Data rows –
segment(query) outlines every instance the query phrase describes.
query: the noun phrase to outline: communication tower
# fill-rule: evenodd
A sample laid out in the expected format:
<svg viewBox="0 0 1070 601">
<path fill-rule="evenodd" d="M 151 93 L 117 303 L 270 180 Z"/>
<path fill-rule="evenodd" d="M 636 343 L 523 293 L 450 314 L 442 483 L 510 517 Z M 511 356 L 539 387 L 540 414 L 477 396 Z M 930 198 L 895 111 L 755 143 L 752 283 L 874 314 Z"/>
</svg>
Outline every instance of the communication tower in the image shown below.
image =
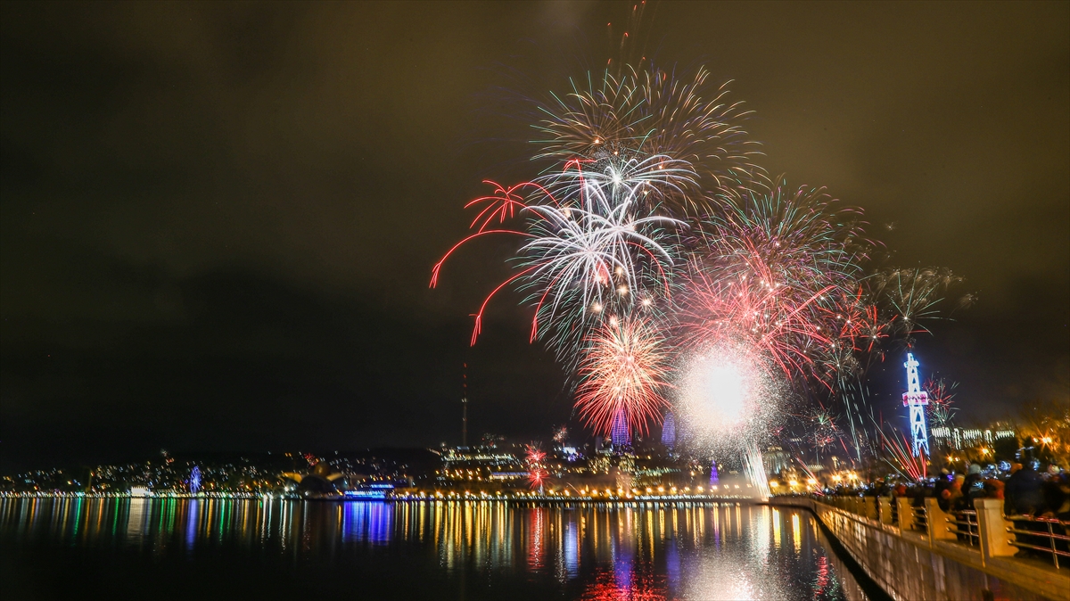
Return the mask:
<svg viewBox="0 0 1070 601">
<path fill-rule="evenodd" d="M 921 389 L 918 382 L 918 361 L 913 353 L 906 353 L 906 392 L 903 395 L 903 406 L 911 407 L 911 437 L 914 440 L 914 457 L 921 457 L 924 448 L 929 454 L 929 434 L 926 431 L 926 405 L 929 395 Z"/>
<path fill-rule="evenodd" d="M 672 412 L 667 413 L 661 422 L 661 444 L 670 449 L 676 446 L 676 418 Z"/>
<path fill-rule="evenodd" d="M 461 384 L 461 446 L 468 446 L 468 364 L 464 364 L 463 383 Z"/>
<path fill-rule="evenodd" d="M 628 432 L 628 420 L 624 417 L 624 410 L 617 410 L 616 414 L 613 415 L 610 437 L 613 441 L 614 449 L 631 444 L 631 434 Z"/>
</svg>

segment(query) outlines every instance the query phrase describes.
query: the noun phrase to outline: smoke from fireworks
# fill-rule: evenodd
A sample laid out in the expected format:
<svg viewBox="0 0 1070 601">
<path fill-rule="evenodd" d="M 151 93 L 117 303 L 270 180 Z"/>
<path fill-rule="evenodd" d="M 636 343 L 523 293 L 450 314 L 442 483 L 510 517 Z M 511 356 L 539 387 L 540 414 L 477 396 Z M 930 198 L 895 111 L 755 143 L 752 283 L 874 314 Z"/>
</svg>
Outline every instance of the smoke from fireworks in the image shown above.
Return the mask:
<svg viewBox="0 0 1070 601">
<path fill-rule="evenodd" d="M 577 389 L 580 415 L 599 434 L 611 433 L 617 414 L 630 432 L 645 434 L 647 421 L 669 406 L 664 340 L 644 319 L 610 317 L 588 342 Z"/>
<path fill-rule="evenodd" d="M 740 127 L 747 111 L 708 77 L 643 59 L 570 80 L 538 107 L 533 160 L 545 167 L 517 185 L 488 182 L 492 194 L 465 206 L 472 233 L 434 265 L 431 287 L 459 248 L 517 237 L 516 271 L 476 311 L 472 343 L 492 297 L 523 292 L 531 339 L 574 376 L 579 415 L 599 434 L 617 415 L 645 432 L 675 384 L 692 441 L 743 448 L 793 390 L 816 387 L 843 404 L 860 449 L 869 365 L 888 340 L 913 343 L 960 278 L 867 276 L 874 245 L 860 211 L 821 188 L 774 185 Z M 811 425 L 819 447 L 839 437 L 823 415 Z"/>
</svg>

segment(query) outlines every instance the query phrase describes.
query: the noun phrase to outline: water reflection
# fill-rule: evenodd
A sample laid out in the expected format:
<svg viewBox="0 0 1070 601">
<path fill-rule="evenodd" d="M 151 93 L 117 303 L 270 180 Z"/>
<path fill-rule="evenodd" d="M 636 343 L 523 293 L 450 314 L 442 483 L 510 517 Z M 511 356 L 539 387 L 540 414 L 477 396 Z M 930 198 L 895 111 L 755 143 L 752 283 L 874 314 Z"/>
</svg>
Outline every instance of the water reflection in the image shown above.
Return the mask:
<svg viewBox="0 0 1070 601">
<path fill-rule="evenodd" d="M 743 504 L 0 499 L 0 543 L 187 560 L 227 550 L 347 573 L 403 561 L 397 570 L 413 579 L 476 574 L 508 587 L 511 577 L 587 600 L 865 598 L 810 514 Z"/>
</svg>

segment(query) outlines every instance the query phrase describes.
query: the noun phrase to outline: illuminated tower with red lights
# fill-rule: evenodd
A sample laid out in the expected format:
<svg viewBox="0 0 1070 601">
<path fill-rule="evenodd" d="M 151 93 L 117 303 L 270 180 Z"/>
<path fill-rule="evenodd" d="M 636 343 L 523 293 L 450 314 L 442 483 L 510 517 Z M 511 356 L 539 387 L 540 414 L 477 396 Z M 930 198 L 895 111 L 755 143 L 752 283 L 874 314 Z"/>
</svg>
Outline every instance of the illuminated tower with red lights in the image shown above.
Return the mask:
<svg viewBox="0 0 1070 601">
<path fill-rule="evenodd" d="M 921 457 L 921 449 L 929 454 L 929 433 L 926 429 L 926 405 L 929 395 L 921 389 L 918 381 L 918 361 L 913 353 L 906 353 L 906 392 L 903 394 L 903 406 L 911 407 L 911 437 L 914 440 L 914 457 Z"/>
<path fill-rule="evenodd" d="M 614 449 L 621 449 L 631 444 L 631 433 L 628 431 L 628 420 L 624 416 L 624 410 L 618 410 L 613 416 L 610 438 L 613 441 Z"/>
</svg>

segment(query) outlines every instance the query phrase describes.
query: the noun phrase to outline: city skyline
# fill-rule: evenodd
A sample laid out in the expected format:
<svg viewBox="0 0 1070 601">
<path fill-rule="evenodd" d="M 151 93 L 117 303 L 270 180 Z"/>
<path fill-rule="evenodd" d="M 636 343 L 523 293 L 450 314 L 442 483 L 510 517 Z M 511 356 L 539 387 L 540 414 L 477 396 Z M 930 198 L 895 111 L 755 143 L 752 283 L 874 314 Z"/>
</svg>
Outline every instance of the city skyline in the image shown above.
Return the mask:
<svg viewBox="0 0 1070 601">
<path fill-rule="evenodd" d="M 476 284 L 504 267 L 461 259 L 426 289 L 479 180 L 525 167 L 503 115 L 587 68 L 627 9 L 554 6 L 5 5 L 3 471 L 433 446 L 459 437 L 464 364 L 470 437 L 579 431 L 522 310 L 491 307 L 469 346 Z M 648 45 L 734 80 L 770 173 L 862 207 L 896 264 L 966 278 L 976 303 L 914 352 L 992 420 L 1066 398 L 1064 17 L 664 5 Z M 734 26 L 703 42 L 700 21 Z M 902 360 L 871 374 L 885 416 Z"/>
</svg>

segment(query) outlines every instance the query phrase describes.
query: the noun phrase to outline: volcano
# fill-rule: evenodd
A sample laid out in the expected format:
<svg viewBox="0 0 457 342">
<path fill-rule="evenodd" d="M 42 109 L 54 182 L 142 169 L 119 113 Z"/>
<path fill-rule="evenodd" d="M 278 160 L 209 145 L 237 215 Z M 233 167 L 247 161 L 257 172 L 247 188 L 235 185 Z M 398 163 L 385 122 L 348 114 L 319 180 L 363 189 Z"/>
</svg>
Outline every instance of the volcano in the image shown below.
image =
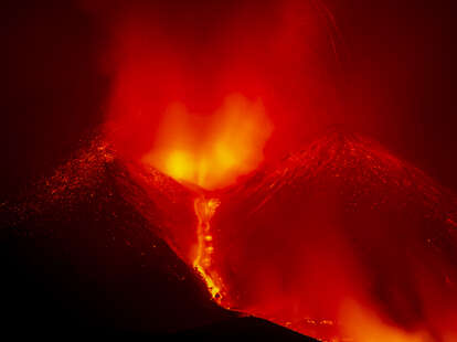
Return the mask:
<svg viewBox="0 0 457 342">
<path fill-rule="evenodd" d="M 217 197 L 212 265 L 231 307 L 321 339 L 346 324 L 392 340 L 353 301 L 427 339 L 455 329 L 456 197 L 379 143 L 333 131 Z"/>
<path fill-rule="evenodd" d="M 8 322 L 450 341 L 456 209 L 449 191 L 353 133 L 326 135 L 215 191 L 126 160 L 96 136 L 1 206 Z"/>
</svg>

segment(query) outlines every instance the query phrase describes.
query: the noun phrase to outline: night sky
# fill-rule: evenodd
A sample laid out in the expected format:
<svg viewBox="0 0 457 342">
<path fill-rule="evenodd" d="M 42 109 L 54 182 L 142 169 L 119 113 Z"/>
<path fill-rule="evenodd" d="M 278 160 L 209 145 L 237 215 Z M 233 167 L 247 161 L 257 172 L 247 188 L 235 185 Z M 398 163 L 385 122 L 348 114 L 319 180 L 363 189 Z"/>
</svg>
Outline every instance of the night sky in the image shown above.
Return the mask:
<svg viewBox="0 0 457 342">
<path fill-rule="evenodd" d="M 189 44 L 180 49 L 192 50 L 193 39 L 217 28 L 219 18 L 230 20 L 243 1 L 213 2 L 155 6 L 177 44 Z M 263 15 L 268 1 L 257 2 Z M 329 72 L 342 110 L 298 140 L 344 125 L 457 192 L 453 1 L 325 2 L 339 29 Z M 0 15 L 0 200 L 6 200 L 51 174 L 104 121 L 110 76 L 100 60 L 109 36 L 99 17 L 79 2 L 3 1 Z"/>
</svg>

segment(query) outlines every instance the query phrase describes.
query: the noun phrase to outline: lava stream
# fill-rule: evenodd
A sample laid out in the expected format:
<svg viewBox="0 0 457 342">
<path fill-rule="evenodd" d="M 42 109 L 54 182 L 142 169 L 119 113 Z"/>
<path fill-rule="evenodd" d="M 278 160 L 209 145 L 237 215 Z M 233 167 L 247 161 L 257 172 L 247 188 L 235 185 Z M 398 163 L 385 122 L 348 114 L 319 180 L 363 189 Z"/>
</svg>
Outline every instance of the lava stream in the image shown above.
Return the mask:
<svg viewBox="0 0 457 342">
<path fill-rule="evenodd" d="M 203 195 L 195 199 L 193 205 L 198 217 L 198 248 L 193 267 L 203 277 L 213 299 L 219 303 L 222 300 L 223 285 L 217 272 L 211 270 L 211 255 L 214 252 L 213 236 L 210 221 L 221 202 L 217 199 L 205 199 Z"/>
</svg>

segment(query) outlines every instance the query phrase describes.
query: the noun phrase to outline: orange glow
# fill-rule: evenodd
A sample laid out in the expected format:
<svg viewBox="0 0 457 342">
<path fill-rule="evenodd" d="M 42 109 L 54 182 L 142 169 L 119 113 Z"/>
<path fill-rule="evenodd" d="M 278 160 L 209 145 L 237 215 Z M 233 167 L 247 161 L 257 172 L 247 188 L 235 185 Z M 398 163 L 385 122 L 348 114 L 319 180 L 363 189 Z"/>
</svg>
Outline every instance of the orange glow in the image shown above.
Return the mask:
<svg viewBox="0 0 457 342">
<path fill-rule="evenodd" d="M 222 299 L 222 280 L 217 274 L 211 270 L 211 255 L 214 250 L 211 235 L 211 217 L 214 215 L 220 201 L 217 199 L 206 200 L 204 196 L 196 197 L 194 201 L 195 215 L 199 220 L 196 228 L 198 247 L 193 267 L 200 272 L 206 282 L 211 296 L 216 300 Z"/>
<path fill-rule="evenodd" d="M 167 109 L 155 147 L 144 161 L 183 183 L 213 190 L 233 183 L 263 160 L 273 126 L 261 101 L 227 96 L 213 115 Z"/>
<path fill-rule="evenodd" d="M 363 342 L 427 342 L 433 341 L 424 332 L 406 332 L 381 320 L 374 312 L 354 301 L 348 301 L 341 310 L 343 331 L 354 341 Z"/>
</svg>

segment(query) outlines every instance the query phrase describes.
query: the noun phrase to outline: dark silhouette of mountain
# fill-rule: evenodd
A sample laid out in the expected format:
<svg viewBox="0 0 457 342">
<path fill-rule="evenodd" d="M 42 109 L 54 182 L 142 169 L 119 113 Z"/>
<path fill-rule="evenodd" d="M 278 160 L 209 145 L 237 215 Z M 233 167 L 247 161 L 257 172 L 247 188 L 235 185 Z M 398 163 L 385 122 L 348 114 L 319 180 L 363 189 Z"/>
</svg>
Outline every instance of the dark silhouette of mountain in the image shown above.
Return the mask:
<svg viewBox="0 0 457 342">
<path fill-rule="evenodd" d="M 327 338 L 307 318 L 336 322 L 347 299 L 433 336 L 454 317 L 456 197 L 376 142 L 334 131 L 216 195 L 231 307 Z"/>
<path fill-rule="evenodd" d="M 170 211 L 193 224 L 190 194 L 157 171 L 137 171 L 96 138 L 15 205 L 3 204 L 8 324 L 163 332 L 233 316 L 161 238 Z"/>
<path fill-rule="evenodd" d="M 182 258 L 195 238 L 193 199 L 157 170 L 119 159 L 100 137 L 89 140 L 0 206 L 3 333 L 308 341 L 210 298 Z"/>
</svg>

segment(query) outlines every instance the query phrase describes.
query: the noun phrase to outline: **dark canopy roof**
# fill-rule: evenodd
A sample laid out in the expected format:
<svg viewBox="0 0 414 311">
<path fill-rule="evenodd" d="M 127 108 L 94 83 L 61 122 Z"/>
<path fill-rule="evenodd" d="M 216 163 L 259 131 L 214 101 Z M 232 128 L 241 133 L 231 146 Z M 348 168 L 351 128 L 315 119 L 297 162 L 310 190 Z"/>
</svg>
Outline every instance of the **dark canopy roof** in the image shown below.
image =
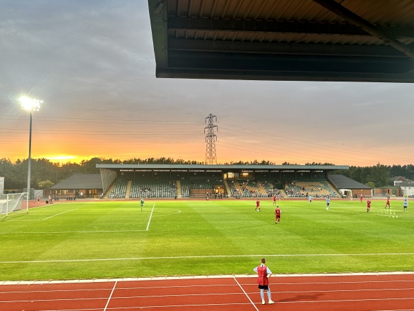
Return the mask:
<svg viewBox="0 0 414 311">
<path fill-rule="evenodd" d="M 329 175 L 328 179 L 337 189 L 349 189 L 351 190 L 354 189 L 371 189 L 371 187 L 344 175 Z"/>
<path fill-rule="evenodd" d="M 102 189 L 101 174 L 75 173 L 64 179 L 50 189 Z"/>
<path fill-rule="evenodd" d="M 156 76 L 414 82 L 402 0 L 148 0 Z"/>
</svg>

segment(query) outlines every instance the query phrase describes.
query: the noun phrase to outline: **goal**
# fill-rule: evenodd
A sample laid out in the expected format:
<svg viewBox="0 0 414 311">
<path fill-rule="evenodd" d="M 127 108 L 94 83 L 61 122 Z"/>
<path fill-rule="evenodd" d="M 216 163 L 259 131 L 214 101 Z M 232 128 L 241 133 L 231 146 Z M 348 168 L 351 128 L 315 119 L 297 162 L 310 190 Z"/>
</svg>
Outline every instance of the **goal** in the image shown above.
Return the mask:
<svg viewBox="0 0 414 311">
<path fill-rule="evenodd" d="M 8 215 L 16 211 L 20 211 L 26 206 L 27 193 L 0 194 L 0 214 Z"/>
</svg>

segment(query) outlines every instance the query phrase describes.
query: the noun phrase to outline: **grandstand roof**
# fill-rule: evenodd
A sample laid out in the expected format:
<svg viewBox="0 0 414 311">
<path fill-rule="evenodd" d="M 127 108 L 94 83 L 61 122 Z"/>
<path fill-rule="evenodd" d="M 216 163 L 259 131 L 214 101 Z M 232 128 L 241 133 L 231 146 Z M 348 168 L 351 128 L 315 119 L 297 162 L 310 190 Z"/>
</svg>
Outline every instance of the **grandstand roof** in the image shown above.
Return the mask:
<svg viewBox="0 0 414 311">
<path fill-rule="evenodd" d="M 351 179 L 344 175 L 329 175 L 329 180 L 337 189 L 371 189 L 371 187 L 362 182 Z"/>
<path fill-rule="evenodd" d="M 128 169 L 128 170 L 277 170 L 277 171 L 333 171 L 349 169 L 347 165 L 230 165 L 230 164 L 97 164 L 97 169 Z"/>
<path fill-rule="evenodd" d="M 414 6 L 148 0 L 158 77 L 414 82 Z"/>
<path fill-rule="evenodd" d="M 50 189 L 102 189 L 101 174 L 75 173 L 54 185 Z"/>
</svg>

Exercise requirements – Count the lines above that contain the string "city", with uppercase and lowercase treated as different. Reply with the number alone.

Expected answer – 2